'''

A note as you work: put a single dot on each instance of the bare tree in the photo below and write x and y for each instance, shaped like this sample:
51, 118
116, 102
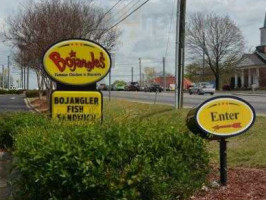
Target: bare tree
40, 24
218, 38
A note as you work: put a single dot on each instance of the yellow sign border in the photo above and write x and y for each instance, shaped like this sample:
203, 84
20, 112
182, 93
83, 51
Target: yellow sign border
242, 101
81, 40
99, 92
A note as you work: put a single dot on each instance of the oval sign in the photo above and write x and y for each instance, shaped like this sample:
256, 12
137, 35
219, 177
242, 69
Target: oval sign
223, 116
77, 62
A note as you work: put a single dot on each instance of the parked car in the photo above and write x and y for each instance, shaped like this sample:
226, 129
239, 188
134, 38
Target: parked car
153, 88
202, 88
132, 86
119, 87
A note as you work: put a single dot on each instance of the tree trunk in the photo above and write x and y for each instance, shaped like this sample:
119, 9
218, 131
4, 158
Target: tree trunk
39, 81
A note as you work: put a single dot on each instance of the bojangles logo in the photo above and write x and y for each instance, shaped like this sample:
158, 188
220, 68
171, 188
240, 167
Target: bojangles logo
73, 62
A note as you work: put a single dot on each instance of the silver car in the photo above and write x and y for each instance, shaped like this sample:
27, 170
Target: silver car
202, 88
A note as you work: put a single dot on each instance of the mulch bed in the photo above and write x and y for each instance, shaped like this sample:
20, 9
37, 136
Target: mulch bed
243, 184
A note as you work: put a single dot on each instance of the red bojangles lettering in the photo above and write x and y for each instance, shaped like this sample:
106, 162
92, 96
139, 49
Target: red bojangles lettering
73, 62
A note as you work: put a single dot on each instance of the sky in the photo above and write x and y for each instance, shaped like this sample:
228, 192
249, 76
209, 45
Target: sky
146, 33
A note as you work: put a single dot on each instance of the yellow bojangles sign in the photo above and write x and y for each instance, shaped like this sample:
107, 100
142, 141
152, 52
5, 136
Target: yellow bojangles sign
77, 62
223, 116
76, 106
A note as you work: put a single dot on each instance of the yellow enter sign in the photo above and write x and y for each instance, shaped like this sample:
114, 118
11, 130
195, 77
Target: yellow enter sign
76, 105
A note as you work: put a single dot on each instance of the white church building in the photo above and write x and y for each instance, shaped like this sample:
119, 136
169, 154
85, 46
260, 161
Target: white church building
252, 67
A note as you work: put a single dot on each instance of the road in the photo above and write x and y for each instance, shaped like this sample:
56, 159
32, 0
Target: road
12, 103
257, 101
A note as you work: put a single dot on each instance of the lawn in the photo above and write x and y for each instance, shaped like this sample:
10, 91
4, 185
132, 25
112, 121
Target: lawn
247, 150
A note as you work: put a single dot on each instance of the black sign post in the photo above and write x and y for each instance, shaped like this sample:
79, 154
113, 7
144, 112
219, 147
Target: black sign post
223, 161
220, 118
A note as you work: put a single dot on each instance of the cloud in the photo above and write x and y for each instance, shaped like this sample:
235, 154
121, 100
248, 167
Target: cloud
145, 33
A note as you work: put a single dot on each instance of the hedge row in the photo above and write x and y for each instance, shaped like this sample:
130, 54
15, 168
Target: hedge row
109, 161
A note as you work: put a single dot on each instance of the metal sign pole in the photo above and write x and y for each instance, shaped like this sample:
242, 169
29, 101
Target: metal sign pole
223, 162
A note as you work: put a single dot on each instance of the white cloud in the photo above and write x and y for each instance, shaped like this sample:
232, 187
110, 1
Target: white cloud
145, 33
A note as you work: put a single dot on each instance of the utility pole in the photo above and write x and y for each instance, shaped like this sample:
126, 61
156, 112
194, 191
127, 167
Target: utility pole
140, 79
24, 78
21, 78
8, 73
3, 76
164, 76
132, 74
203, 58
177, 97
181, 64
28, 78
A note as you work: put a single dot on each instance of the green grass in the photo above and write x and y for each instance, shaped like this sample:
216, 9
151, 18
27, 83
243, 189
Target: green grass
247, 150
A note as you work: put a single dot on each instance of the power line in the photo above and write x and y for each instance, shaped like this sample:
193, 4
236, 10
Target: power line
131, 13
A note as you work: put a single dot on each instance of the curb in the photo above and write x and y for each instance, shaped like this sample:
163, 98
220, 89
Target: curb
243, 94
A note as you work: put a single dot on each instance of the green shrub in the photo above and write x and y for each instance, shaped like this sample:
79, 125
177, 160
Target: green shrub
34, 93
150, 160
12, 123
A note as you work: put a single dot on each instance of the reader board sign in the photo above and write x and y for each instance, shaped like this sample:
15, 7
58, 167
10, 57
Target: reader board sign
77, 62
76, 106
223, 116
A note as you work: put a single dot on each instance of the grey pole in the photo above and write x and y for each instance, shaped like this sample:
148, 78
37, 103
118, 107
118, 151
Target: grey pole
110, 84
177, 98
8, 73
132, 74
3, 76
140, 79
164, 76
28, 78
182, 51
203, 59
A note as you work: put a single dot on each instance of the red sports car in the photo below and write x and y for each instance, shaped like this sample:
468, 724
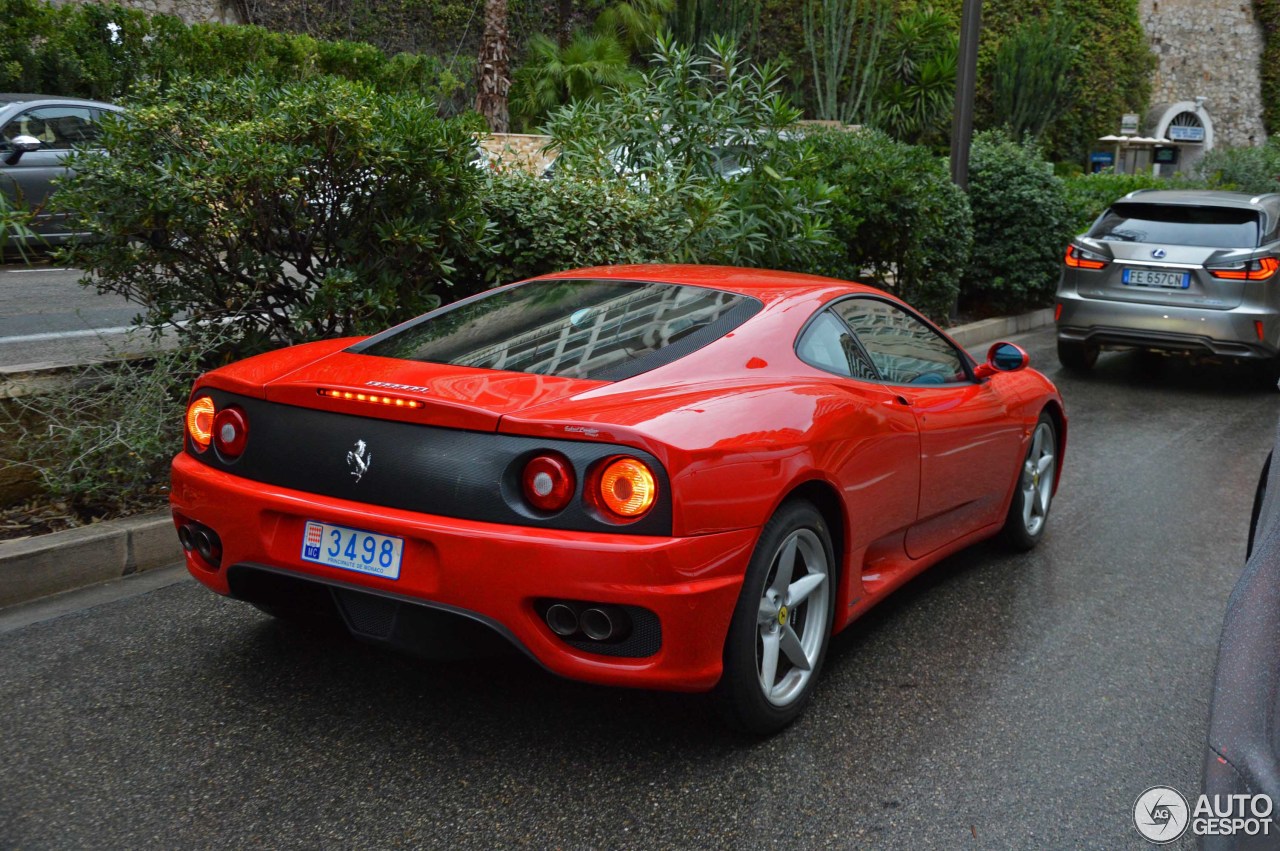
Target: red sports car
661, 476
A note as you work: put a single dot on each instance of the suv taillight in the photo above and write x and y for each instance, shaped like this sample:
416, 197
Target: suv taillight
1258, 269
1079, 257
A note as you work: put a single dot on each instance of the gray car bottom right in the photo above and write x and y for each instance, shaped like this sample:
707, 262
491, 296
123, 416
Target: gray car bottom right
1175, 271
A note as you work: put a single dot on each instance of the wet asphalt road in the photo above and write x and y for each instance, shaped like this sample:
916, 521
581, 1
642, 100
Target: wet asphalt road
996, 701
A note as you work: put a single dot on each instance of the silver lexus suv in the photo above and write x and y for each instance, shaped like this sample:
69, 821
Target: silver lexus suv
1178, 271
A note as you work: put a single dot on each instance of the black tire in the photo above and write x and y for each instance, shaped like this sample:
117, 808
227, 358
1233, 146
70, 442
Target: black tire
1267, 373
741, 694
1036, 477
1077, 357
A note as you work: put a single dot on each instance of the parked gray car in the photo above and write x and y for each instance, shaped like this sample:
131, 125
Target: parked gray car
36, 135
1188, 271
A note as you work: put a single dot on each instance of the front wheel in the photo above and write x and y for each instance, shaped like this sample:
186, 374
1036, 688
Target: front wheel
777, 639
1028, 512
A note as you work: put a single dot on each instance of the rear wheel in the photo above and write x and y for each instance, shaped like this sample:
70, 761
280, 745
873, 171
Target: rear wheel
1028, 512
1075, 356
777, 639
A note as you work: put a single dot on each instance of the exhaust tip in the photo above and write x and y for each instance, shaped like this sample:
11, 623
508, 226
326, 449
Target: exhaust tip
598, 625
562, 620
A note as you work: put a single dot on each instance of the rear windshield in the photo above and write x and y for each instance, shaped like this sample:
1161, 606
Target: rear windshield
592, 329
1179, 225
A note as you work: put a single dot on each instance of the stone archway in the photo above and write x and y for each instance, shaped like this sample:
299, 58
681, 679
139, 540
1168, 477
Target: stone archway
1188, 126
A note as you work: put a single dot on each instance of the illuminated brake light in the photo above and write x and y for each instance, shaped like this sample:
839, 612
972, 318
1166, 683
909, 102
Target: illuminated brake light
626, 488
373, 398
1255, 270
231, 433
200, 422
1078, 257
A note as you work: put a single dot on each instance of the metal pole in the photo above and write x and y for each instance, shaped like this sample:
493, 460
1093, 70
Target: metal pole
967, 79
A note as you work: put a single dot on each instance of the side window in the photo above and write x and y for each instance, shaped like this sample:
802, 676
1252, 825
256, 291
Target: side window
904, 348
56, 127
828, 346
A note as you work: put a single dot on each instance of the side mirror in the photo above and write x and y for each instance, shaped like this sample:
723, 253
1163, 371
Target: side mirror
22, 145
1002, 357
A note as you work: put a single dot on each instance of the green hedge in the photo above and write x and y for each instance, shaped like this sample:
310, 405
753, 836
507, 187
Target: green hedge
277, 214
1112, 65
895, 215
1022, 223
100, 51
1267, 13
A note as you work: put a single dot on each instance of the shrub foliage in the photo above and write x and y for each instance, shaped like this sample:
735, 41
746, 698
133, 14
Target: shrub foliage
1020, 224
277, 214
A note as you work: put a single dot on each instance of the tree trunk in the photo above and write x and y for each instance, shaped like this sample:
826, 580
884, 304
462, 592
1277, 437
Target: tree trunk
493, 73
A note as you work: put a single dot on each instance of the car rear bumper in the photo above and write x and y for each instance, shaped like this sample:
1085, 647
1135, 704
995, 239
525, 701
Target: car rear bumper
488, 573
1226, 333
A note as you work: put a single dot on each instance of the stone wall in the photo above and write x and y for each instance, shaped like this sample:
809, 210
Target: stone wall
521, 150
190, 10
1210, 49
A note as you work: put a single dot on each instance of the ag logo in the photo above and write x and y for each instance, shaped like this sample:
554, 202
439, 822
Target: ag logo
359, 460
1160, 814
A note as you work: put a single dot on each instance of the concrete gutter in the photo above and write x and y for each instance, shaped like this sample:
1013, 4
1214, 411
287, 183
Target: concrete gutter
36, 567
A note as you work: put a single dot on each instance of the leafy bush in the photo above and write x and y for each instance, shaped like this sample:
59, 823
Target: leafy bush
703, 133
895, 215
551, 225
1020, 225
1088, 195
286, 214
1246, 169
101, 51
103, 440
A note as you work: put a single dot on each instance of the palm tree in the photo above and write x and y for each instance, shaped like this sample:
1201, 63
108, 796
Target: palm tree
580, 71
493, 68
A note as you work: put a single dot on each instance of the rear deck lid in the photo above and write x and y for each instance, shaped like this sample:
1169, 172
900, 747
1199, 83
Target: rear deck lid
1161, 251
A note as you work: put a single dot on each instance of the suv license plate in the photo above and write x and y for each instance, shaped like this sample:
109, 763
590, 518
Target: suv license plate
1157, 278
352, 549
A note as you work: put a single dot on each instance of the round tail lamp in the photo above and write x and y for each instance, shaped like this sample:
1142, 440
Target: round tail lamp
200, 422
231, 433
627, 488
548, 483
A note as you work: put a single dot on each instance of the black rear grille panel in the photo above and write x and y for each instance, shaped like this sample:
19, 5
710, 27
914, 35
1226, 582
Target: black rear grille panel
449, 472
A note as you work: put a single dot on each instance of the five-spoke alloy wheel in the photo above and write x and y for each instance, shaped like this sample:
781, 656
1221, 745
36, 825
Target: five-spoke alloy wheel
1028, 512
780, 628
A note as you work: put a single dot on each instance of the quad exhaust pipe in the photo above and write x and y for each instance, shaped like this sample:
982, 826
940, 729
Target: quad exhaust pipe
595, 621
197, 538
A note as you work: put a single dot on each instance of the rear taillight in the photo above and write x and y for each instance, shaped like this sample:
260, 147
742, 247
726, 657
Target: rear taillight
1258, 269
548, 481
1079, 257
200, 422
231, 433
625, 488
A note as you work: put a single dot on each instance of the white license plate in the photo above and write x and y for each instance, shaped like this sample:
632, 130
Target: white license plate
352, 549
1157, 278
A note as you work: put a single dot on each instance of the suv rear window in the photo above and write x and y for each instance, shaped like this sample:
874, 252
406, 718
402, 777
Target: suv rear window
1179, 225
590, 329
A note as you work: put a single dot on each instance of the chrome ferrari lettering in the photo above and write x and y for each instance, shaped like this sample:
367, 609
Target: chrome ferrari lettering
359, 460
392, 385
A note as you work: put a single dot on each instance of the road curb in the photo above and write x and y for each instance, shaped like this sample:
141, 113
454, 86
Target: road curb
36, 567
988, 330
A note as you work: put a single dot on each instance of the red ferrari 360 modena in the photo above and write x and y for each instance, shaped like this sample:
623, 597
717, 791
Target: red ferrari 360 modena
661, 476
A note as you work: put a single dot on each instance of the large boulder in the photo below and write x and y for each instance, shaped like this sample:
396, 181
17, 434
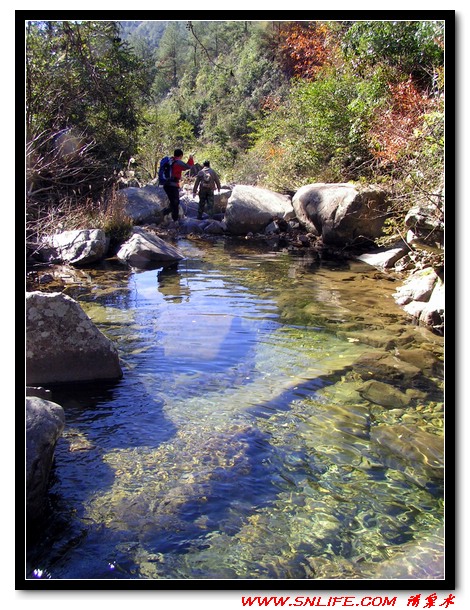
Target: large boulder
251, 209
62, 343
341, 213
80, 247
143, 205
45, 421
144, 249
422, 296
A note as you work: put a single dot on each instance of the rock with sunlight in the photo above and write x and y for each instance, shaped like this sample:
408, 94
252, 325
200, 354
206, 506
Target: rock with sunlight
143, 250
143, 205
251, 209
62, 343
341, 213
45, 421
80, 247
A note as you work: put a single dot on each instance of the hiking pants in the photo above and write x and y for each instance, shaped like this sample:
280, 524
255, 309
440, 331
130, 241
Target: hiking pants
173, 193
205, 196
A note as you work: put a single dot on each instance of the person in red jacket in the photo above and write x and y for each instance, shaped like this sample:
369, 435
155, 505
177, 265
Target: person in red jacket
172, 189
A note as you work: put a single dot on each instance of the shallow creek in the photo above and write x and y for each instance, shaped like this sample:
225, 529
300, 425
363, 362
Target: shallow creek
240, 443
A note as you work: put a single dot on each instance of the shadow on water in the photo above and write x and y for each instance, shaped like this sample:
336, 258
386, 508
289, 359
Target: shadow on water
187, 468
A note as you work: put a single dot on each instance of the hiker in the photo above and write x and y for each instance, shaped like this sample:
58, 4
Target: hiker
207, 180
172, 188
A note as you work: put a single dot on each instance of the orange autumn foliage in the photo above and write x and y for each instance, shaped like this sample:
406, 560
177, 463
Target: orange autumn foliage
393, 129
303, 48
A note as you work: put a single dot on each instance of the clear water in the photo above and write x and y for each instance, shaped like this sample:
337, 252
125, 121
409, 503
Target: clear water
237, 445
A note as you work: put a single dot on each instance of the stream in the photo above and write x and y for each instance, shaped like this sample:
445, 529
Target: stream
238, 443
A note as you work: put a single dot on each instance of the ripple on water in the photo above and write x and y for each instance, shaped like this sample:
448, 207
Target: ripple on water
238, 444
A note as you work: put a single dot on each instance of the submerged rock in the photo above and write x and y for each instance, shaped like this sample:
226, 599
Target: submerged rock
418, 454
45, 421
384, 394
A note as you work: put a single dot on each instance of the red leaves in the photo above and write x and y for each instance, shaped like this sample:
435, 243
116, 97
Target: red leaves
393, 129
303, 48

'''

Action item
The lines holding the string "below" in the listing above are what you should copy out.

Result of this task
A note as you work: put a single dot on each instance of the bare tree in the photo below and write x and y for each instance, shaped like this sample:
A note as you work: put a single dot on each instance of the red sports car in the photo below and write x and y for each instance, shaped like this sample:
A note as you work: put a single dot on each instance of the large boulder in the photo below and write x and y for each instance, shaped like this sample:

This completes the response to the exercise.